START

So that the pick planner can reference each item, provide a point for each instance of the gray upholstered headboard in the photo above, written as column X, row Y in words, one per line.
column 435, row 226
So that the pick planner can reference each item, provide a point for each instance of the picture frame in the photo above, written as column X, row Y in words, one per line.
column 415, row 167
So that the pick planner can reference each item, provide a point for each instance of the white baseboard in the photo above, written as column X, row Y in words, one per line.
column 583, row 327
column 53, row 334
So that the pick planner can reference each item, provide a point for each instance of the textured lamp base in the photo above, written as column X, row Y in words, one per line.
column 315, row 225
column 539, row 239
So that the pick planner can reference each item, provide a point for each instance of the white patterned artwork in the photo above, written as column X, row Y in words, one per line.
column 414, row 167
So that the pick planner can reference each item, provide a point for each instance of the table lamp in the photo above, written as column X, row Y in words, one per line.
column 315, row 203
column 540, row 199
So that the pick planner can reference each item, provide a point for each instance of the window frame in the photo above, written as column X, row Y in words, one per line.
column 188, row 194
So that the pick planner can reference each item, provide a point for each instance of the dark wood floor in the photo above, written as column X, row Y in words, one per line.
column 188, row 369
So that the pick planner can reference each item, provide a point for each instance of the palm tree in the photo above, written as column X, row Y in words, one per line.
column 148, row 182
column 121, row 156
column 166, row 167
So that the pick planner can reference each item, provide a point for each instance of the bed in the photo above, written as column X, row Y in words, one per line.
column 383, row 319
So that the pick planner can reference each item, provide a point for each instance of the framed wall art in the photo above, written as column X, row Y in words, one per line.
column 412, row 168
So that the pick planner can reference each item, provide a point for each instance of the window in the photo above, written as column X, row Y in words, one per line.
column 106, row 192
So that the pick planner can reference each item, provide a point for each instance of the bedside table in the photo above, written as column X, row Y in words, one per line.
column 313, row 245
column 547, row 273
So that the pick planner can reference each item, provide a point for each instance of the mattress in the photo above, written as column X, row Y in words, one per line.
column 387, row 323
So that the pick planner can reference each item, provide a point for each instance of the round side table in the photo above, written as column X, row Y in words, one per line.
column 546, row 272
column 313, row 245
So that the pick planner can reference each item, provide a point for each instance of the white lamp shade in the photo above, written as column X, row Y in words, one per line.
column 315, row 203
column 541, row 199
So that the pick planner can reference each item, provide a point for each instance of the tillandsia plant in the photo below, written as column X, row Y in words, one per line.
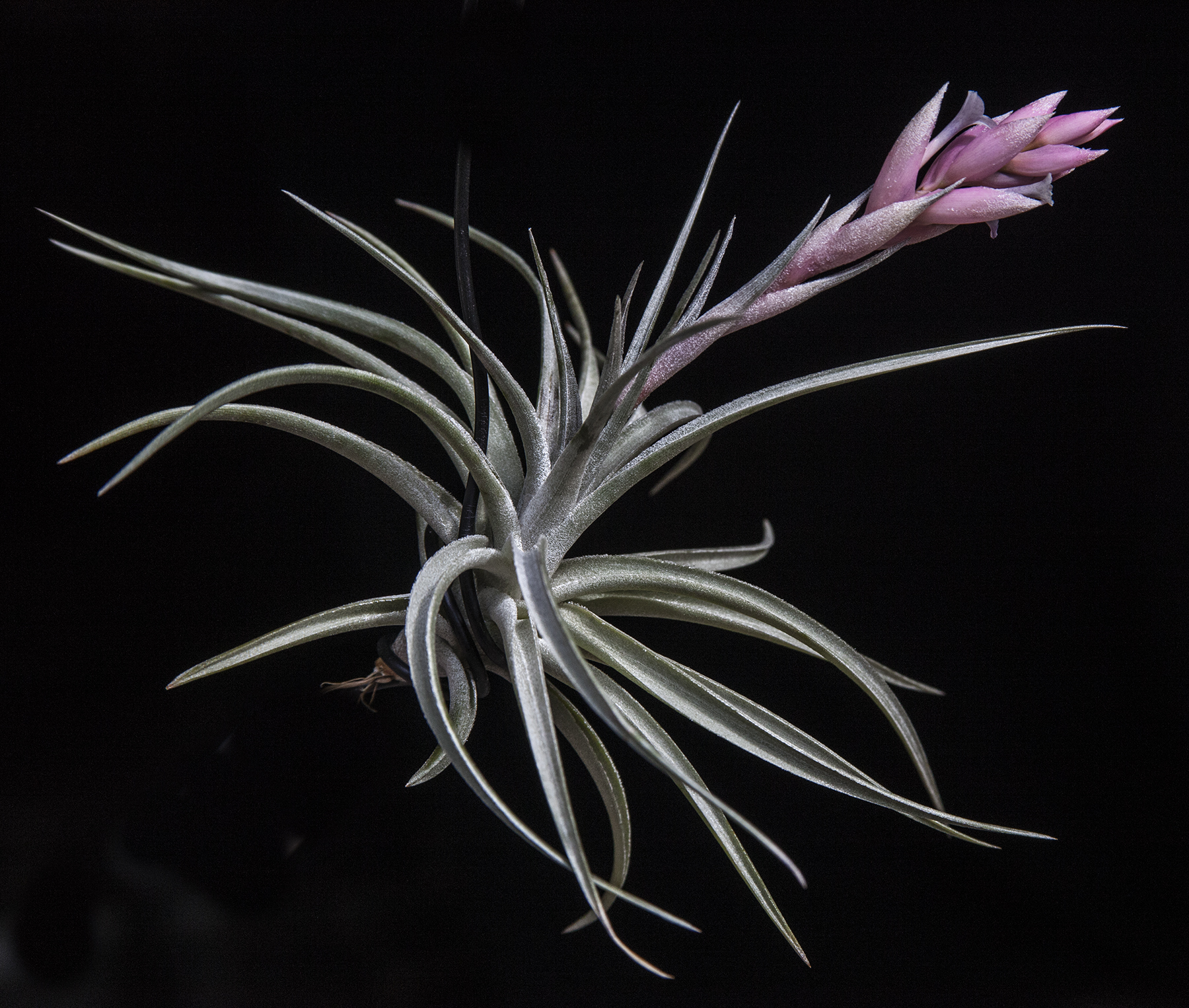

END

What this task involves: Can you format all the records above as a JSON list of strings, with one string per line, no blank lines, and the pictures left out?

Correct response:
[
  "So that the pick planner can reference each item, provide a point for each instance of the gray upholstered headboard in the photo above, written as column X, row Y in words, one per line.",
  "column 435, row 226",
  "So that the pick planner can reference each item, provide a point for each instance of the picture frame in the photo above, written as column X, row Y in words, one per line.",
  "column 415, row 167",
  "So that the pick planner can reference each item, provide a point for each instance of the white baseboard in the photo above, written as column X, row Y in words, one per line.",
  "column 583, row 327",
  "column 53, row 334",
  "So that the pick planner can reference each item, provide a point for each instance of the textured lamp base in the photo above, written as column X, row Y in words, one per line.",
  "column 315, row 225",
  "column 539, row 239",
  "So that the pick planner can reference each item, provide a point for each instance of the white patterned artwork in the photo above, written as column X, row Y in words, one per line.",
  "column 414, row 167",
  "So that the pick planner can reference each item, provide a point for each instance of the table lamp in the photo above, written as column X, row Y in words, one per line.",
  "column 315, row 203",
  "column 540, row 199",
  "So that the pick planner can reference each item, provide a point for each instance of the window frame in the photo above, written as column X, row Y in words, one per line.",
  "column 188, row 194",
  "So that the pick planner can reference each item, provide a point for each instance of the dark wood floor in the photo above, written as column X, row Y in words, one per line.",
  "column 188, row 369",
  "So that the pick planner can reference each item, provide a point for each instance of the palm tree in the photo above, written as column X, row Y in words, one per line.",
  "column 148, row 182",
  "column 121, row 156",
  "column 166, row 167",
  "So that the pick planner can reference each item, provide a point for each instance of the bed in the photo above, written as column X, row Y in words, one per line.",
  "column 383, row 319",
  "So that the pick planner can reference each item, provide a point for each instance of the framed wall art in the photo above, written as column X, row Y in words, one per line.",
  "column 412, row 168",
  "So that the pick planner can reference each item, provide a point for each instance of the window in the photo above, written as column X, row Y in words, one per line.",
  "column 106, row 192",
  "So that the pick planner can reference each item, provide a point for each instance of the bedside table in the photo above, written as column X, row Y in words, one per line.",
  "column 313, row 245",
  "column 547, row 273",
  "So that the pick planner can reference each item, provide a point for each instance of the mattress in the photo above, written as column X, row Y in words, one per line.",
  "column 387, row 323",
  "So that the pick planner can reference each item, provide a point for each instance of the round side table in the photo above, written as column X, row Y in words, one per line.",
  "column 546, row 272",
  "column 313, row 245",
  "So that the pick planner can reference each item, provide a point for each instance of the white lamp shade in the photo above, written as column X, row Y in words, one per line.",
  "column 315, row 203",
  "column 541, row 199",
  "So that the pick planner can reference each item, provide a point for each instance of the tillandsia plant in the photo below, written as column X, row Y in words, one per line."
]